### Data entries
*****
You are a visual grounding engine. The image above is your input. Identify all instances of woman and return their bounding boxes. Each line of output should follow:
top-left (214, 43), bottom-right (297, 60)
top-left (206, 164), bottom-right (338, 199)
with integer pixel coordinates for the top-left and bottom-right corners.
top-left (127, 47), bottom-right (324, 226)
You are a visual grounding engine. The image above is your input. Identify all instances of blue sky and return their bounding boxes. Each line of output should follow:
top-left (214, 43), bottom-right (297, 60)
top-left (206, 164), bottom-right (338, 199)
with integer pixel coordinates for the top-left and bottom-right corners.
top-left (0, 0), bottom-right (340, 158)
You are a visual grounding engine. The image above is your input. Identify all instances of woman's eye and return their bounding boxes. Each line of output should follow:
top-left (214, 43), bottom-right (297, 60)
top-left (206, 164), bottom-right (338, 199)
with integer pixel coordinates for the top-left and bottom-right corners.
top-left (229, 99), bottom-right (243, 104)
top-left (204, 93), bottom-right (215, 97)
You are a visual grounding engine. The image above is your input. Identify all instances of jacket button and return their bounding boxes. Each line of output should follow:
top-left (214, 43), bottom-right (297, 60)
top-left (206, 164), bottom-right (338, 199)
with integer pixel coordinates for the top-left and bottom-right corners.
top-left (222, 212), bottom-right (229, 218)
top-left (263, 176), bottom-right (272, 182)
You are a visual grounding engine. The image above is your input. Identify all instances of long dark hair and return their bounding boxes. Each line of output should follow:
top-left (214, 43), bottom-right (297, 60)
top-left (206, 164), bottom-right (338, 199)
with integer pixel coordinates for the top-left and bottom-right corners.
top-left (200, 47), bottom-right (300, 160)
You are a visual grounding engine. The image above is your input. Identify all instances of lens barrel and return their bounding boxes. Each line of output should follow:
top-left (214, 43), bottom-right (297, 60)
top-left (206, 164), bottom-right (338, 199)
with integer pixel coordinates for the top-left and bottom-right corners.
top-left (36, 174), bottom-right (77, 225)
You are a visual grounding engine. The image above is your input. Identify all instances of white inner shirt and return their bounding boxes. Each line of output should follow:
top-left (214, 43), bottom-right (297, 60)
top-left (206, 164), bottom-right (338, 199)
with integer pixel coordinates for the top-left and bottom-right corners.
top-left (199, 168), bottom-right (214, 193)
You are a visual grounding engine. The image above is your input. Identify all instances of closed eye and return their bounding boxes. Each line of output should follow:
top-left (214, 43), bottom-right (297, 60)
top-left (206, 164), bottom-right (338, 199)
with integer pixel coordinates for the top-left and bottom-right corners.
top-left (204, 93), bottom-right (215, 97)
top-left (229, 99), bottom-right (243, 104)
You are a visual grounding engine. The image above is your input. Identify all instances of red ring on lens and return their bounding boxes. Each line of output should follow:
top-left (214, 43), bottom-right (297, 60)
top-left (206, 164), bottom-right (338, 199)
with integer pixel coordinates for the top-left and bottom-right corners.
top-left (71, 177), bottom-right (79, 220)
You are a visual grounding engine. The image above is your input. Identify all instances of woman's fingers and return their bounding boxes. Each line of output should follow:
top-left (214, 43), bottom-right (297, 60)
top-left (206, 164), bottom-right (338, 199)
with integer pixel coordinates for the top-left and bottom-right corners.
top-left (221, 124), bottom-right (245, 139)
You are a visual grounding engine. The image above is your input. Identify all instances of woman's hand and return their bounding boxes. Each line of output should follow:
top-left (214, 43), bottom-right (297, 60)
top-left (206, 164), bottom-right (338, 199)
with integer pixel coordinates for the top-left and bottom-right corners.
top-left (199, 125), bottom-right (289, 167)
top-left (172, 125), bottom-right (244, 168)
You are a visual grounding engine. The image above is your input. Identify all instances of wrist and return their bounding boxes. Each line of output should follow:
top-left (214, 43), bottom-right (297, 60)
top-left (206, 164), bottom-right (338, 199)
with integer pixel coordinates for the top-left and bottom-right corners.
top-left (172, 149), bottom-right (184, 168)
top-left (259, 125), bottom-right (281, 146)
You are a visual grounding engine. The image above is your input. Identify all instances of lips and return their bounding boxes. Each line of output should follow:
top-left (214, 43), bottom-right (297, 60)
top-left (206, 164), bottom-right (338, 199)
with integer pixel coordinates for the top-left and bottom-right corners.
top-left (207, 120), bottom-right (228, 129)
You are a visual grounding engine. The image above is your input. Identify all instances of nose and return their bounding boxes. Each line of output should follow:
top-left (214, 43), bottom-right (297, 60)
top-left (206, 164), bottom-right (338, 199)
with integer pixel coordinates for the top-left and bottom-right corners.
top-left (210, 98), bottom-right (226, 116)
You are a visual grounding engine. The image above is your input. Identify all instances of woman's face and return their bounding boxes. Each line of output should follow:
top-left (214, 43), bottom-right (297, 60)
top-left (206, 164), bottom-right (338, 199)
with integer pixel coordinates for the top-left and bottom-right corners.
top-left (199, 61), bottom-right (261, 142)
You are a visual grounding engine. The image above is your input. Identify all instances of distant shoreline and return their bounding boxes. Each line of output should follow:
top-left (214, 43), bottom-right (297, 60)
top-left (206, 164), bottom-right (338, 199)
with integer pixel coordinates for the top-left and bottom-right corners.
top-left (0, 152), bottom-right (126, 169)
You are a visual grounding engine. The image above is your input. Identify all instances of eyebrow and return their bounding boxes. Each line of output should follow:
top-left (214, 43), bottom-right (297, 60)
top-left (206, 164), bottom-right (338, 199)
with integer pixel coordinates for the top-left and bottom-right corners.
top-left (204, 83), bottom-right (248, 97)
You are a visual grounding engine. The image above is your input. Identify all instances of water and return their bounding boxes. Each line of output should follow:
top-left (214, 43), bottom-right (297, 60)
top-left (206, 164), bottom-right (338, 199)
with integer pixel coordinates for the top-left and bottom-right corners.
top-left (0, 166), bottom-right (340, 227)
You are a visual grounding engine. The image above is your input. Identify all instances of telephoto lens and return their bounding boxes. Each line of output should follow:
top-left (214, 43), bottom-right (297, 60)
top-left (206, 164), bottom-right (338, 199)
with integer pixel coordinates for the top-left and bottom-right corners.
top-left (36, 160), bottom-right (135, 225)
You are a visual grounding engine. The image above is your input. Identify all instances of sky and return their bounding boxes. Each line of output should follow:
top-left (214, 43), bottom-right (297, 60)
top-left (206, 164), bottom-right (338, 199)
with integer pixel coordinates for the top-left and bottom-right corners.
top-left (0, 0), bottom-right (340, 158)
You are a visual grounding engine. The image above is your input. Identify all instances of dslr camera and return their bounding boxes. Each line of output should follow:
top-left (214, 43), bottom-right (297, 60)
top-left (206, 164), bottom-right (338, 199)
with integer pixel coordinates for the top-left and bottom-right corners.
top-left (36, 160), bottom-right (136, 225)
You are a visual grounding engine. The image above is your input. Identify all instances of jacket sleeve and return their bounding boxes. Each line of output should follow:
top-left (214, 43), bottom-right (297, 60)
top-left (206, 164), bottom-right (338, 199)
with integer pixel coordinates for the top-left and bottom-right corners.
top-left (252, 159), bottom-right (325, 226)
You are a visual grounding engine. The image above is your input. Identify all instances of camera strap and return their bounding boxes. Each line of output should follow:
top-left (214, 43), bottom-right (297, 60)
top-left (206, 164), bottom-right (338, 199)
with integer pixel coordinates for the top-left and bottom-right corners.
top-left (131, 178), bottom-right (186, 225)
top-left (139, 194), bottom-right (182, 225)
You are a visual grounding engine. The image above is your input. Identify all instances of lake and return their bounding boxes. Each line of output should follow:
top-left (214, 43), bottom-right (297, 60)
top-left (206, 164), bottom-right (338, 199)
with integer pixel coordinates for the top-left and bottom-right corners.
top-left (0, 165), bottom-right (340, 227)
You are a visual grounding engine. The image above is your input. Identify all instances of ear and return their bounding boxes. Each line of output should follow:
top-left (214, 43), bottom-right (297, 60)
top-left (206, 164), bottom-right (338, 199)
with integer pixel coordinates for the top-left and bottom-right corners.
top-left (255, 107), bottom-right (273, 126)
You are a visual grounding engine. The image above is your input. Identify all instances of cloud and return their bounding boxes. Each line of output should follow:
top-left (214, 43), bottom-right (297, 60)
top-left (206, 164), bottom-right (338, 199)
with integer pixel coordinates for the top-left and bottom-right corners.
*****
### What you are asked to do
Copy out everything from the beginning of the entries down through the line that contains "top-left (127, 47), bottom-right (324, 226)", including that line, without changing a character.

### Result of the task
You are a visual grounding engine. The image above is your input. Identify all instances of woman and return their bounding boxes. Each line of output should follow:
top-left (214, 43), bottom-right (297, 60)
top-left (206, 164), bottom-right (338, 199)
with integer pixel coordinates for the top-left and bottom-right corners.
top-left (127, 47), bottom-right (324, 226)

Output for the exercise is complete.